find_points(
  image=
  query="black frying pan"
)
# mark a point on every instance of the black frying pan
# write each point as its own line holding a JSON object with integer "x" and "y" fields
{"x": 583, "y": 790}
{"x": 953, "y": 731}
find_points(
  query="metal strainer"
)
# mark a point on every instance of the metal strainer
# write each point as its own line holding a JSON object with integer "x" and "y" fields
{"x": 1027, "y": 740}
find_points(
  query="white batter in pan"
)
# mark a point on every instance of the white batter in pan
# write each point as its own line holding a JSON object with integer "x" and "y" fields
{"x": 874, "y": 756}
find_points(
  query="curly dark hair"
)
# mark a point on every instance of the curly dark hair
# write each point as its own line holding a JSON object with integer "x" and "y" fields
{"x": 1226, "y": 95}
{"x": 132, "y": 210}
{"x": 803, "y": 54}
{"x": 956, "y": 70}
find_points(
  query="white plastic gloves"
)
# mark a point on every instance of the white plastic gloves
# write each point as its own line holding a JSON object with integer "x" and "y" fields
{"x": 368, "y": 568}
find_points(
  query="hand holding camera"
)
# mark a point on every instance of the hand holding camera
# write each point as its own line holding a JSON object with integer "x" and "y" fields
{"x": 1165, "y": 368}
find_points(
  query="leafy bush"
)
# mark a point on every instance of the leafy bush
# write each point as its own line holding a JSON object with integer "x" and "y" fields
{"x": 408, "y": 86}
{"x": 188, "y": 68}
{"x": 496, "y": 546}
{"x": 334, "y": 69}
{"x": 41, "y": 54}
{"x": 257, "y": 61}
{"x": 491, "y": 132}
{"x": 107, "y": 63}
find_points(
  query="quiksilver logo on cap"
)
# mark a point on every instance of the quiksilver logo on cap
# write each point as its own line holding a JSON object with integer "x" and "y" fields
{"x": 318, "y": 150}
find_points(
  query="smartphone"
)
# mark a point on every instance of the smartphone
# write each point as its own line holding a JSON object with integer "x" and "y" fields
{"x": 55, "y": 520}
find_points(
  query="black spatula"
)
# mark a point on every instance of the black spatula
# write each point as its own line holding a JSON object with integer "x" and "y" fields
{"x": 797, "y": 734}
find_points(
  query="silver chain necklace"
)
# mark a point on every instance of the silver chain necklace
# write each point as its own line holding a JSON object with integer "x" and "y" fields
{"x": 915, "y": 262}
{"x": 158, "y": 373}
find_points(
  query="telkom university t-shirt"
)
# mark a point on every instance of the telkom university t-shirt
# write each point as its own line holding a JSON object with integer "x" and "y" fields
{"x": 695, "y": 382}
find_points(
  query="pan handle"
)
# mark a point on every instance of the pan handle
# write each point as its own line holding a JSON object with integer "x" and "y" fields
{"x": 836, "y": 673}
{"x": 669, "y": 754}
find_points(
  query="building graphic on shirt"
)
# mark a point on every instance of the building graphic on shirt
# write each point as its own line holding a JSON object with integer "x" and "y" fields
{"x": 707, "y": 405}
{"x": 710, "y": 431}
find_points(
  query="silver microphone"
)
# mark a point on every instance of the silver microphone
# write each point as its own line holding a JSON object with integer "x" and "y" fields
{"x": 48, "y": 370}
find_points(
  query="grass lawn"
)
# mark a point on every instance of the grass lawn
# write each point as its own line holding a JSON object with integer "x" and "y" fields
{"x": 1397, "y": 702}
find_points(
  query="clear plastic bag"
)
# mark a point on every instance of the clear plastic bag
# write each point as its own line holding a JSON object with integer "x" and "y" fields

--*--

### TASK TO COMPLETE
Output all of the data above without any alteration.

### TASK SOLUTION
find_points(
  image=
  query="black frying pan"
)
# mark a point on every instance of the black frying pan
# write each point as its own line holding a JSON object with integer "x" and "y" fields
{"x": 583, "y": 790}
{"x": 953, "y": 731}
find_points(
  query="metal strainer"
)
# mark a point on every instance of the metal strainer
# write each point as its own line holding a JSON object with integer "x" and "y" fields
{"x": 1027, "y": 740}
find_points(
  query="white batter in pan"
)
# mark a point on every instance of the white batter in pan
# write each point as its own line holding a JSON object with integer "x" and "y" fields
{"x": 874, "y": 756}
find_points(
  query="curly dark hair"
)
# mark a point on every instance of the curly dark hair
# write each point as its own line holding a JSON object with integer "x" and "y" fields
{"x": 1226, "y": 95}
{"x": 132, "y": 210}
{"x": 803, "y": 54}
{"x": 956, "y": 70}
find_points(
  query="white plastic gloves"
)
# mark a point on every instance of the white plastic gloves
# write each point as its own line holding a JSON object with integer "x" and "y" fields
{"x": 368, "y": 568}
find_points(
  query="hand holding camera"
)
# mark a point on every instance of the hand holding camera
# write each point as its own line holding a JSON object with integer "x" and "y" fields
{"x": 1165, "y": 368}
find_points(
  query="leafy bush"
)
# mark a point on every instance of the leafy bush
# write each point as its own line holding a JSON object with integer "x" and "y" fields
{"x": 408, "y": 86}
{"x": 188, "y": 68}
{"x": 496, "y": 546}
{"x": 334, "y": 69}
{"x": 41, "y": 54}
{"x": 257, "y": 61}
{"x": 491, "y": 132}
{"x": 107, "y": 63}
find_points(
  query="quiksilver logo on cap"
)
# mark a point on every instance of the quiksilver logo on cap
# write each point as its own line holding a JSON object with integer "x" and "y" fields
{"x": 318, "y": 150}
find_points(
  query="smartphone"
)
# mark a point on every instance of the smartphone
# write each point as its own line holding a JSON object with integer "x" and "y" fields
{"x": 55, "y": 520}
find_points(
  query="black spatula"
)
# mark a point on every instance of the black spatula
# write each point as its own line holding a JSON object with integer "x" and "y" fields
{"x": 797, "y": 734}
find_points(
  query="silver chain necklace"
)
# mark a point on every instance of the silver chain necklace
# write each point as its own line holding a JSON object with integer "x" and "y" fields
{"x": 915, "y": 262}
{"x": 158, "y": 373}
find_points(
  query="telkom university t-shirt"
)
# mark a point on every instance of the telkom university t-shirt
# write each point as its own line holding a JSON object with integer "x" and "y" fields
{"x": 695, "y": 382}
find_points(
  query="pan handle"
)
# mark a point on every instance of the pan handle
# write each point as its own line holding a JSON object with integer "x" and "y" fields
{"x": 836, "y": 673}
{"x": 669, "y": 754}
find_points(
  query="building graphic on shirt"
)
# mark a point on every instance of the building graphic on shirt
# write each point as its own line holding a JSON object with integer "x" and "y" fields
{"x": 707, "y": 405}
{"x": 710, "y": 431}
find_points(
  query="silver microphone"
)
# mark a point on every instance of the silver microphone
# write each point as its own line holding a JSON object with integer "x" and "y" fields
{"x": 48, "y": 370}
find_points(
  query="grass lawn"
)
# mark a point on every instance of the grass lawn
# write each point as its own line holding a JSON object with integer "x" and "y" fields
{"x": 1397, "y": 702}
find_points(
  query="clear plastic bag"
)
# mark a point on every instance of the clear plastic bag
# write each point as its own line holding a JSON object with integer "x" and "y" fields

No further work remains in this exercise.